= Gestellte Aufgabe =
Kopiere aus dem Text zur Mehrwertsteuer bei Ladeleistungen für Elektrofahrzeuge den Abschnitt von „25.      Die Dienstleistungserbringung besteht“ bis „eine Rechnung gestellt.“ unverändert.

= Vorliegender Text =
________________________

24.      Nach meinem Verständnis erbringt DCS zwei verschiedene Arten von Leistungen: eine Dienstleistungserbringung und eine Lieferung von Gegenständen.

25.      Die Dienstleistungserbringung besteht darin, Fahrern von Elektrofahrzeugen eine Karte oder Applikation zur Verfügung zu stellen, die die Informationen zum Netzwerk von Ladepunkten enthält sowie den Zugang dazu ermöglicht. Für diese Dienstleistungserbringung stellt DSC unabhängig davon, ob Elektrizität gekauft wird oder nicht, eine Rechnung mit einer feststehenden Gebühr. Auf Grundlage von Art. 43 der Mehrwertsteuerrichtlinie ist der Ort der „Erbringung“ dieser Dienstleistung in Deutschland, da die Dienstleistungserbringerin dort ihren Sitz hat.

26.      Die Lieferung von Gegenständen, nämlich Elektrizität, lässt sich von der Erbringung der Dienstleistungen trennen. Für diese Lieferungen wird am Ende jedes Monats abhängig von der Menge der verbrauchten Elektrizität eine Rechnung gestellt.

27.      Auch wenn getrennte Rechnungen eine einheitliche komplexe Leistung und somit einen einzigen Umsatz nicht zwangsläufig ausschließen,(8) wäre es wirklichkeitsfremd, zwei Leistungen, die nicht als so eng verbunden anzusehen sind, dass sie eine untrennbare wirtschaftliche Leistung bildeten, nicht getrennt zu halten. Daher sind sie im Hinblick auf die Mehrwertsteuer grundsätzlich als eigene und selbständige Leistungen zu betrachten.(9)

________________________

= Extrahierte Angaben =

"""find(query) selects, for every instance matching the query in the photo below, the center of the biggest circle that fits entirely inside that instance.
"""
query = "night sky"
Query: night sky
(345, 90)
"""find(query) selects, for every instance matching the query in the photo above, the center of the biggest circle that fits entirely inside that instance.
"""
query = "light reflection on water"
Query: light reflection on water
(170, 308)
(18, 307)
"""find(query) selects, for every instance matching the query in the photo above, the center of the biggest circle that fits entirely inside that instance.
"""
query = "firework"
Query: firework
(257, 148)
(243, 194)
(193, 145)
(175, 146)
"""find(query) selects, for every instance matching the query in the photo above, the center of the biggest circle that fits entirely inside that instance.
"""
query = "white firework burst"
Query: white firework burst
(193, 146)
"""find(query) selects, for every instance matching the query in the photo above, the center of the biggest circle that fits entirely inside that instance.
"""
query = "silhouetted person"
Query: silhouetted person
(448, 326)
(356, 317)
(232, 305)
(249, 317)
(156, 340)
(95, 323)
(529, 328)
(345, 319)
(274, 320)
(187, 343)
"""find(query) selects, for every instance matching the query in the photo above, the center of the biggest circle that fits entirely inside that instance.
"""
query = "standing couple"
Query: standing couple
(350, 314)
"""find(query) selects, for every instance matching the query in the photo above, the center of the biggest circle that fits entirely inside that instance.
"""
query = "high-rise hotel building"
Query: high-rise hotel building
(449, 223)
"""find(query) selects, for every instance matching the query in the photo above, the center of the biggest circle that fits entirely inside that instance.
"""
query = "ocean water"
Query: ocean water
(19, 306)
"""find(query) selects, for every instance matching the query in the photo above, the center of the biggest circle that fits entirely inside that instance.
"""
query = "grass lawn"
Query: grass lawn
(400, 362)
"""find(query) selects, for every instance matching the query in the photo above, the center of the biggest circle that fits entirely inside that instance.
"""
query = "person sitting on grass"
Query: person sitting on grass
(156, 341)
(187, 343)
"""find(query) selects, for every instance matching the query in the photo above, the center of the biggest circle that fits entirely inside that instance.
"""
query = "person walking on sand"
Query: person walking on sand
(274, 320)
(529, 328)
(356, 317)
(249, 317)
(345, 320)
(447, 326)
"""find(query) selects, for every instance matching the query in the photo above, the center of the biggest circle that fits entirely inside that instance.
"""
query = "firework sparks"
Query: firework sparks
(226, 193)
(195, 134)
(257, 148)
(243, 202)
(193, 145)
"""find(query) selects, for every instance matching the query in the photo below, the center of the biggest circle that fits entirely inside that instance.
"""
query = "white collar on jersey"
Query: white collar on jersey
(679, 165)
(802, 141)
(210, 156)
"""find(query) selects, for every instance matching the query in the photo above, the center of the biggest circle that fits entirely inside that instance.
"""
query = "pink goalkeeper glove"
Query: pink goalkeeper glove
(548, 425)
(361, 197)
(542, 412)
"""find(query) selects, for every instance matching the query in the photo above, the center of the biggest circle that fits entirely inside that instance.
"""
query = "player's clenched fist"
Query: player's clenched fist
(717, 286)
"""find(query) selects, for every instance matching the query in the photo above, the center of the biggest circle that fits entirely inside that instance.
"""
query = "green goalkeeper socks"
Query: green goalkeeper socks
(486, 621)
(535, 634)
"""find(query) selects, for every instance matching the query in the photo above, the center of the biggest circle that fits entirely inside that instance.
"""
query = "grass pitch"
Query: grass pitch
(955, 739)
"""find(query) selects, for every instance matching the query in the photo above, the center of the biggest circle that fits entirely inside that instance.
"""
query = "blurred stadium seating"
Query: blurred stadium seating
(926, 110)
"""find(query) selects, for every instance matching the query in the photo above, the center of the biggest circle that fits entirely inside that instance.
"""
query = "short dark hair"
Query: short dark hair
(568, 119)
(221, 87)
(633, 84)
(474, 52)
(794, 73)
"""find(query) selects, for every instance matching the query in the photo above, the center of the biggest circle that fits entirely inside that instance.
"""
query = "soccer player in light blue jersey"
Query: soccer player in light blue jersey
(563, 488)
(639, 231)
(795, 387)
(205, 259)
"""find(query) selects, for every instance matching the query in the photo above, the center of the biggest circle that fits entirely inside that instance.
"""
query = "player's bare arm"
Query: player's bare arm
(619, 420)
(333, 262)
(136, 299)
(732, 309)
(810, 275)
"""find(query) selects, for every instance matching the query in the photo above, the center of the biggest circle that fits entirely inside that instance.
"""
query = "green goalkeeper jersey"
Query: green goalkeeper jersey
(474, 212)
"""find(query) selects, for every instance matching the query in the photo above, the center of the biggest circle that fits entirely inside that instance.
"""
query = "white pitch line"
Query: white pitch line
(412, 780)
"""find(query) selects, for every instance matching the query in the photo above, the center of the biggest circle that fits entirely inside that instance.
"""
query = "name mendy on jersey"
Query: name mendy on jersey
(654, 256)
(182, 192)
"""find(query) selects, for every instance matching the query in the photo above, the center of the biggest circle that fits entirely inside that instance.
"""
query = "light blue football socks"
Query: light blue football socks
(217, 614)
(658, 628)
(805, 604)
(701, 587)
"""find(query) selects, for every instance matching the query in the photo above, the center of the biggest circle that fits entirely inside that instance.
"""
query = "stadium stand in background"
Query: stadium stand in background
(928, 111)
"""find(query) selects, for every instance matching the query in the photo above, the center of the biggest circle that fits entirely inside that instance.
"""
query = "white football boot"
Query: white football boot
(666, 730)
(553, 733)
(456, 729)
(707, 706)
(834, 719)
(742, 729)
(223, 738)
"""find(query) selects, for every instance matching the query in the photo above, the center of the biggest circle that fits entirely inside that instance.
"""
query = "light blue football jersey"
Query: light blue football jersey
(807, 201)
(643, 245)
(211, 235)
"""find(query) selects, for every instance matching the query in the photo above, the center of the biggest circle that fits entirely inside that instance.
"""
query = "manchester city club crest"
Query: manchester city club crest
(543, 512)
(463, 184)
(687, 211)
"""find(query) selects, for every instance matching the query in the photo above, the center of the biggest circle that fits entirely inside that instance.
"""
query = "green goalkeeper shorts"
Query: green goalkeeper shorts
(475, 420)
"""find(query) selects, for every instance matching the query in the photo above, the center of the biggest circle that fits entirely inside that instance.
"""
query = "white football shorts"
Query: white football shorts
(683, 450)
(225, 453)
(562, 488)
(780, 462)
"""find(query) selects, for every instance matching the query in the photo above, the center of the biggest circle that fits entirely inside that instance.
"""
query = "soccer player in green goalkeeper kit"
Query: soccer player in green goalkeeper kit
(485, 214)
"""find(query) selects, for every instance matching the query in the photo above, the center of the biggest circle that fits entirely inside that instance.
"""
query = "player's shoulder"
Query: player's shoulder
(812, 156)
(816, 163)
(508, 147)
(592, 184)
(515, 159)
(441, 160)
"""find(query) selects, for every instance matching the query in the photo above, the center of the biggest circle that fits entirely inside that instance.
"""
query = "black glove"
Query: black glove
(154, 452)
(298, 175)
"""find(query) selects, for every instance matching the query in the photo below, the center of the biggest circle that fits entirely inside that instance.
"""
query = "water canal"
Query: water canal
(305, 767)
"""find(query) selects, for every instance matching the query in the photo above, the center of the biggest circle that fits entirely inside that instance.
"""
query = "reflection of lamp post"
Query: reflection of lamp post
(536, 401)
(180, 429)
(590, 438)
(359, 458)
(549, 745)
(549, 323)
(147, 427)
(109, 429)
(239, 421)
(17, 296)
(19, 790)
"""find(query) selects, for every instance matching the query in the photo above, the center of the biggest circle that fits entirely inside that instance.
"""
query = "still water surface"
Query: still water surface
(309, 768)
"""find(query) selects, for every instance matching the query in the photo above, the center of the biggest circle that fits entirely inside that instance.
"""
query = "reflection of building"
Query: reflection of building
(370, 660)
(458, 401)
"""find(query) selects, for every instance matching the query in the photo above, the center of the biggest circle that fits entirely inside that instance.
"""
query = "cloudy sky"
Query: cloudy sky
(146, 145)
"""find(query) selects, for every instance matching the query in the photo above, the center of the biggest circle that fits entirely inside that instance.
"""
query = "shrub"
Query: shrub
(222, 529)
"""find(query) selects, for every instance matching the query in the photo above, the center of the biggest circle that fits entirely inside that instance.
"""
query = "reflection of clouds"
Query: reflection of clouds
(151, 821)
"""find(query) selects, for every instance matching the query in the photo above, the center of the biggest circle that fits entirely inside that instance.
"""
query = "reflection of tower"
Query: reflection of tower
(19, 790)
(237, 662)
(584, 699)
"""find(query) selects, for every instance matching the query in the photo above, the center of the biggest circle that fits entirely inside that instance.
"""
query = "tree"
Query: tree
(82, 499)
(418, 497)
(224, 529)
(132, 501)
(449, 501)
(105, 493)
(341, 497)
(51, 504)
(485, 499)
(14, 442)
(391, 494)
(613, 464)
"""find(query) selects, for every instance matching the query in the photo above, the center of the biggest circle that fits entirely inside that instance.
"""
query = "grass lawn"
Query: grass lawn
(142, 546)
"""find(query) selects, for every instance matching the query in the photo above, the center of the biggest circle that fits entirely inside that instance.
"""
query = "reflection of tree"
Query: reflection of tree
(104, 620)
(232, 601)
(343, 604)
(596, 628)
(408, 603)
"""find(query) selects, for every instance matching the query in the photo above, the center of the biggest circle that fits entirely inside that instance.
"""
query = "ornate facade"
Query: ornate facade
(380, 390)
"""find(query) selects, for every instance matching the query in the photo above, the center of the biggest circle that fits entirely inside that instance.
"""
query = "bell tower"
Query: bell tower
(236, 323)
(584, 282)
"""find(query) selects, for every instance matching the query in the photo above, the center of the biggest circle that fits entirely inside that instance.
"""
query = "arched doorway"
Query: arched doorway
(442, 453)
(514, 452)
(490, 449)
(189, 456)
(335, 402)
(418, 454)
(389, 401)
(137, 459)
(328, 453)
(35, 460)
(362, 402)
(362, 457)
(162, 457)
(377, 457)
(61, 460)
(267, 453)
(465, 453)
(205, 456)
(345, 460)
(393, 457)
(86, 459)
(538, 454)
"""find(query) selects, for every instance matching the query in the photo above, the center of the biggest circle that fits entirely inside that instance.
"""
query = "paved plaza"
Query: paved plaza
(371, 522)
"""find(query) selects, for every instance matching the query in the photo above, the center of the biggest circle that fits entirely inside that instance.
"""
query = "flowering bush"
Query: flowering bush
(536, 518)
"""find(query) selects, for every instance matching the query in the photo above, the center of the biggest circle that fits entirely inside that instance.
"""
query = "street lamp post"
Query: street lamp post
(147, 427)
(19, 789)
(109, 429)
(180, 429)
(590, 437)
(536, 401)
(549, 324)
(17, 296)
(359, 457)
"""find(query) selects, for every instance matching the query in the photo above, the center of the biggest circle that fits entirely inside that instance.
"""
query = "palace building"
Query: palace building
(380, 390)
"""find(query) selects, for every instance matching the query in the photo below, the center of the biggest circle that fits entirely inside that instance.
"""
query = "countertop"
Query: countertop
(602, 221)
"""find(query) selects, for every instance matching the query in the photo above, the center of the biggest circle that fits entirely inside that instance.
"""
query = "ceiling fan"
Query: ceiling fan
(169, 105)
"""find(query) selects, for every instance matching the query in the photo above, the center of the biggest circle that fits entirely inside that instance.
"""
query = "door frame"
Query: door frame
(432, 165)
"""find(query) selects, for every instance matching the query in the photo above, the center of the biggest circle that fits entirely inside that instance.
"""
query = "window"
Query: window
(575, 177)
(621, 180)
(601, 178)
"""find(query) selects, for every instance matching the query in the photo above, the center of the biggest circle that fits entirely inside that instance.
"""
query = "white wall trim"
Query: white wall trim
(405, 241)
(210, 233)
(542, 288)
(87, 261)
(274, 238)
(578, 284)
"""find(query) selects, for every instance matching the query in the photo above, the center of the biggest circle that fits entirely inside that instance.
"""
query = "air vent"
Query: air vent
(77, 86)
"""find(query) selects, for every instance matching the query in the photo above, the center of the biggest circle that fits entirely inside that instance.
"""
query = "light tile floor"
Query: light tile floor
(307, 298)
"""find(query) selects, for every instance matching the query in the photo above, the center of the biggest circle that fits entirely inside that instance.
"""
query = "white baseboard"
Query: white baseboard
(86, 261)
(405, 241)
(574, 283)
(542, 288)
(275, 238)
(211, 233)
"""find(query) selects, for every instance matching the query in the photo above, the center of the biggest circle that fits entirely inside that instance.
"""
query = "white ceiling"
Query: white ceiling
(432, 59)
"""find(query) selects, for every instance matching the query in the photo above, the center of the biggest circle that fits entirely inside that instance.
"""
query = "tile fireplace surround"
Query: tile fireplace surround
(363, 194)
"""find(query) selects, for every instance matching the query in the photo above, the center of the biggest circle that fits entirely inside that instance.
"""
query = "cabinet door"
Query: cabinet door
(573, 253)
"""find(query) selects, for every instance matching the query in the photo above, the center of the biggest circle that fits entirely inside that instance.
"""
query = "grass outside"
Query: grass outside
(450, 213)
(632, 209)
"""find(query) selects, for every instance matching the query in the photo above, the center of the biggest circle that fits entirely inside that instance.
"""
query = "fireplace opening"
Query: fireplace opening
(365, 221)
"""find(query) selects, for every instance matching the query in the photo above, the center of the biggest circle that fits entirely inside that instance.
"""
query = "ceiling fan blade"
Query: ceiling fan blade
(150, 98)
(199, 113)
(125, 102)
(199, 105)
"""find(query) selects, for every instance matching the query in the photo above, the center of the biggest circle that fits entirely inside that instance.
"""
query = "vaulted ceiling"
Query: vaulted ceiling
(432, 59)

________________________

= Verfasste Antwort =
25.      Die Dienstleistungserbringung besteht darin, Fahrern von Elektrofahrzeugen eine Karte oder Applikation zur Verfügung zu stellen, die die Informationen zum Netzwerk von Ladepunkten enthält sowie den Zugang dazu ermöglicht. Für diese Dienstleistungserbringung stellt DSC unabhängig davon, ob Elektrizität gekauft wird oder nicht, eine Rechnung mit einer feststehenden Gebühr. Auf Grundlage von Art. 43 der Mehrwertsteuerrichtlinie ist der Ort der „Erbringung“ dieser Dienstleistung in Deutschland, da die Dienstleistungserbringerin dort ihren Sitz hat.

26.      Die Lieferung von Gegenständen, nämlich Elektrizität, lässt sich von der Erbringung der Dienstleistungen trennen. Für diese Lieferungen wird am Ende jedes Monats abhängig von der Menge der verbrauchten Elektrizität eine Rechnung gestellt.